- Required tasks -
[a] Do these statements agree with the article about J M Barrie? (i) Barrie left Kirriemuir when he was 13. (ii) Barrie spent two years as a staff journalist on the Nottingham Journal. (iii) Peter Pan appeared before The Admirable Crichton. For each, answer yes or no and quote the deciding words of the article.
[b] Can you echo a passage of the article about J M Barrie word for word, beginning at the words "In Peter Pan" and stopping after "cause cognitive impairments."?
[c] In the article about J M Barrie, what name did Barrie give Kirrie in his writing?

Kirriemuir playwright J M Barrie was decades ahead of his time in identifying key stages of child development, according to a new study.
Dr Rosalind Ridley said the Peter Pan author’s “accurate observation of animal and human behaviour precedes the analysis of these behaviours by the scientific community”.
She reveals that Barrie had an almost uncanny grasp of human cognitive development four to eight decades before psychologists began to work on similar questions about the way we develop thinking and reasoning skills.
In Peter Pan and the Mind of J M Barrie: An Exploration of Cognition and Consciousness, the neuroscientist “unpacks the magic and oddity of the tales that have captivated audiences for generations”.
Dr Ridley has a distinguished career in neuroscience research Cambridge University and the Medical Research Council.
Her work has focused on the brain mechanisms underlying cognitive processes such as learning, memory and problem solving.
Re-reading Barrie’s books for children she began to realise the extent to which the author had grasped many of the topics that she has spent her working life researching in order to come up with new treatments for dementia and to gain a better understanding of neurological conditions such as stroke which cause cognitive impairments.
Peter Pan and the Mind of J M Barrie is the first book of its kind to explore fully how Barrie delved into the complexity of the developing human mind in his writing.
Ridley argues that Barrie’s enduring appeal lies in his study of the unconscious mind – and its many quirks and foibles.
She writes: “It is Barrie’s deliberate use of cognitive mistakes and confusions in order to both amuse and illuminate the way we think that suggests that he was being intentionally analytical rather than descriptive.
“The weirdness of some of Barrie’s illogical stories suggests that he is tapping into something important in cognition.”
Ridley shows how Barrie created a narrative that works on several levels: as a coming-of-age story, as the myth of a golden age, as a fantasy to delight child and adult readers.
Most importantly, asserts Ridley, Barrie invented Peter Pan to “make some sense of his own emotional difficulties, to investigate the interplay between the world of facts and the world of imagination, and to re-discover the heightened experiences of infancy”.
Ridley, like most other scholars, sees Barrie’s tragic childhood as pivotal to his creativity.
His older brother died in a skating accident and remained more alive in their mother’s thoughts than her surviving son.
Barrie left Kirriemuir when he was 13 before going on to study at Edinburgh University, followed by a career in journalism.
He worked for 18 months as a staff journalist on the Nottingham Journal then returned to Angus, using his mother’s stories about Kirrie — which he renamed Thrums — for a piece submitted to the St James’s Gazette in London.
His “Scotch” pieces emerged at a time when the “kailyard” school of tartan writing was becoming a sensation.
A Window in Thrums was published in 1890 among a set of Thrums novels, before Barrie moved into play writing.
In 1902, the Admirable Crichton appeared, followed by Peter Pan in 1904.

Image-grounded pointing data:
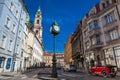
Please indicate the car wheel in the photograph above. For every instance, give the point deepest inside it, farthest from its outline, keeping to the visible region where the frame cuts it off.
(104, 73)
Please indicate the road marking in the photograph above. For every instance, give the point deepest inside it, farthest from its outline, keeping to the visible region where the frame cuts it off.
(72, 75)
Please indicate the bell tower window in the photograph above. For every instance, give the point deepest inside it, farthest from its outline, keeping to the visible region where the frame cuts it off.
(37, 21)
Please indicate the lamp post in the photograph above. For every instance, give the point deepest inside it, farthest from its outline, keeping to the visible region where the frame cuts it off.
(54, 30)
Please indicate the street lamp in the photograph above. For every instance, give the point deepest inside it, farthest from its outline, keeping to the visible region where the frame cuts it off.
(54, 29)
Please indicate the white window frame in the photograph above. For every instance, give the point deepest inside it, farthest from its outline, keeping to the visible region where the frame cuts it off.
(16, 13)
(11, 6)
(3, 41)
(13, 28)
(7, 22)
(10, 45)
(113, 34)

- Expected results -
[a]
(i) Yes: "Barrie left Kirriemuir when he was 13"
(ii) No: "He worked for 18 months as a staff journalist on the Nottingham Journal"
(iii) No: "In 1902, the Admirable Crichton appeared, followed by Peter Pan in 1904."

[b]
In Peter Pan and the Mind of J M Barrie: An Exploration of Cognition and Consciousness, the neuroscientist “unpacks the magic and oddity of the tales that have captivated audiences for generations”.
Dr Ridley has a distinguished career in neuroscience research Cambridge University and the Medical Research Council.
Her work has focused on the brain mechanisms underlying cognitive processes such as learning, memory and problem solving.
Re-reading Barrie’s books for children she began to realise the extent to which the author had grasped many of the topics that she has spent her working life researching in order to come up with new treatments for dementia and to gain a better understanding of neurological conditions such as stroke which cause cognitive impairments.

[c] Thrums.